§ **To do**: An exact copy of the whole listing is required.

§ **Task material**:
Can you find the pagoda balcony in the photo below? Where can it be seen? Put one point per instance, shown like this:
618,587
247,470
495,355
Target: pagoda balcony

§ **Response to this task**:
Can you find the pagoda balcony in the photo below? Where can it be seen? Put one point per instance, shown like this:
618,587
247,470
495,355
Target: pagoda balcony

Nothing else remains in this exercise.